**Problem to solve:** Please rewrite the entries below with "fill_convention" swapped for "fill_rule", keeping everything else the same.

**Working data:**
================================

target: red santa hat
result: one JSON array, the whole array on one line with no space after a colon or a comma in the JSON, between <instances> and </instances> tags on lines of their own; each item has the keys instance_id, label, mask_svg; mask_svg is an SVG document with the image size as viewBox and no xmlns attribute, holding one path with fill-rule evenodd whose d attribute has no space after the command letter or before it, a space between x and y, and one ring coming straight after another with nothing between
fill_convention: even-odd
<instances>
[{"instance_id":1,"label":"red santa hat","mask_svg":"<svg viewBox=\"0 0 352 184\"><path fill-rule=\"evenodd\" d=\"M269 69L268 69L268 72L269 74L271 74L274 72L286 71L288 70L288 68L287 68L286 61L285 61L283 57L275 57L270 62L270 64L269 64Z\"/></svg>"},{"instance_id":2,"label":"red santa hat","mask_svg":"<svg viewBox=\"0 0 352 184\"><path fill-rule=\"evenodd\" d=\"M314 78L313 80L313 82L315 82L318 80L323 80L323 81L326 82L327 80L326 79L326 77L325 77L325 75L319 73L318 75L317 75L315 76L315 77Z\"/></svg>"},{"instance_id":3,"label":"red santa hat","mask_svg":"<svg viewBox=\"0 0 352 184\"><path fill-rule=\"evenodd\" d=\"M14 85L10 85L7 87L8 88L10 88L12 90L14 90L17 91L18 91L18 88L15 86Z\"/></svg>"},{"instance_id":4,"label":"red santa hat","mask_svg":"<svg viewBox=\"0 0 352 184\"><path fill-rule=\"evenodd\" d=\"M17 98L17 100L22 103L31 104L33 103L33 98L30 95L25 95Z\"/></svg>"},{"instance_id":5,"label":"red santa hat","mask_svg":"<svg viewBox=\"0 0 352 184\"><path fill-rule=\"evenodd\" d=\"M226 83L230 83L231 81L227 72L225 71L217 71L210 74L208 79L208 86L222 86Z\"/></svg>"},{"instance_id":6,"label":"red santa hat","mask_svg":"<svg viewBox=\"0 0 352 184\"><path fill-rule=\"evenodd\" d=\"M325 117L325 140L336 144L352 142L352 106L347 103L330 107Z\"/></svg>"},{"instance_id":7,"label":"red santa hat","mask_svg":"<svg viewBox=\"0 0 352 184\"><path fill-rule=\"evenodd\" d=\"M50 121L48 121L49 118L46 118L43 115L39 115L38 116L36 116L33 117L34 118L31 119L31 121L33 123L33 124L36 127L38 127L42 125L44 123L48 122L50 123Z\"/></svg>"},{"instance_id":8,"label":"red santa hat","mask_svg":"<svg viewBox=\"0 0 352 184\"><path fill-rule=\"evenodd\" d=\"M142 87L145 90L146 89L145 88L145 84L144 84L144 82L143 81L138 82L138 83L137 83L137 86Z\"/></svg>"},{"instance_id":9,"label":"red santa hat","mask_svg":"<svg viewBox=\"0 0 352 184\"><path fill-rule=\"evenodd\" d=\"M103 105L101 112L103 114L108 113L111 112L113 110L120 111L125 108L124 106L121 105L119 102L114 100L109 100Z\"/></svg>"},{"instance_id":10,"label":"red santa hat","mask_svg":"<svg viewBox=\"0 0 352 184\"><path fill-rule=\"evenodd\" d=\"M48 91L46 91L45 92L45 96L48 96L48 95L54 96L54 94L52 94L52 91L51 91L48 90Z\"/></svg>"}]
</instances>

================================

**Result below:**
target: red santa hat
result: one JSON array, the whole array on one line with no space after a colon or a comma in the JSON, between <instances> and </instances> tags on lines of their own; each item has the keys instance_id, label, mask_svg; mask_svg is an SVG document with the image size as viewBox and no xmlns attribute, holding one path with fill-rule evenodd whose d attribute has no space after the command letter or before it, a space between x and y, and one ring coming straight after another with nothing between
fill_rule: even-odd
<instances>
[{"instance_id":1,"label":"red santa hat","mask_svg":"<svg viewBox=\"0 0 352 184\"><path fill-rule=\"evenodd\" d=\"M269 69L268 69L268 72L269 74L271 74L274 72L286 71L288 70L288 68L287 68L286 61L285 61L283 57L275 57L270 62L270 64L269 64Z\"/></svg>"},{"instance_id":2,"label":"red santa hat","mask_svg":"<svg viewBox=\"0 0 352 184\"><path fill-rule=\"evenodd\" d=\"M314 78L313 80L313 82L315 82L318 80L323 80L323 81L326 82L327 80L326 79L326 77L325 77L325 75L319 73L318 75L317 75L315 76L315 77Z\"/></svg>"},{"instance_id":3,"label":"red santa hat","mask_svg":"<svg viewBox=\"0 0 352 184\"><path fill-rule=\"evenodd\" d=\"M14 85L10 85L7 87L8 88L10 88L12 90L14 90L17 91L18 91L18 88L15 86Z\"/></svg>"},{"instance_id":4,"label":"red santa hat","mask_svg":"<svg viewBox=\"0 0 352 184\"><path fill-rule=\"evenodd\" d=\"M17 98L17 100L22 103L31 104L33 103L33 98L30 95L25 95Z\"/></svg>"},{"instance_id":5,"label":"red santa hat","mask_svg":"<svg viewBox=\"0 0 352 184\"><path fill-rule=\"evenodd\" d=\"M226 83L230 83L231 81L227 72L225 71L217 71L210 74L208 79L208 86L222 86Z\"/></svg>"},{"instance_id":6,"label":"red santa hat","mask_svg":"<svg viewBox=\"0 0 352 184\"><path fill-rule=\"evenodd\" d=\"M325 117L325 140L336 144L352 142L352 106L347 103L330 107Z\"/></svg>"},{"instance_id":7,"label":"red santa hat","mask_svg":"<svg viewBox=\"0 0 352 184\"><path fill-rule=\"evenodd\" d=\"M50 121L48 121L49 118L46 118L43 115L39 115L38 116L36 116L33 117L34 118L31 119L31 121L33 123L33 124L36 127L38 127L42 125L44 123L48 122L50 123Z\"/></svg>"},{"instance_id":8,"label":"red santa hat","mask_svg":"<svg viewBox=\"0 0 352 184\"><path fill-rule=\"evenodd\" d=\"M142 87L145 90L146 89L145 88L145 84L144 84L144 82L143 81L138 82L138 83L137 83L137 86Z\"/></svg>"},{"instance_id":9,"label":"red santa hat","mask_svg":"<svg viewBox=\"0 0 352 184\"><path fill-rule=\"evenodd\" d=\"M103 105L101 112L103 114L108 113L111 112L113 110L120 111L125 108L124 106L121 105L119 102L114 100L109 100Z\"/></svg>"},{"instance_id":10,"label":"red santa hat","mask_svg":"<svg viewBox=\"0 0 352 184\"><path fill-rule=\"evenodd\" d=\"M48 91L46 91L45 92L45 96L48 96L48 95L54 96L54 94L52 94L52 91L51 91L48 90Z\"/></svg>"}]
</instances>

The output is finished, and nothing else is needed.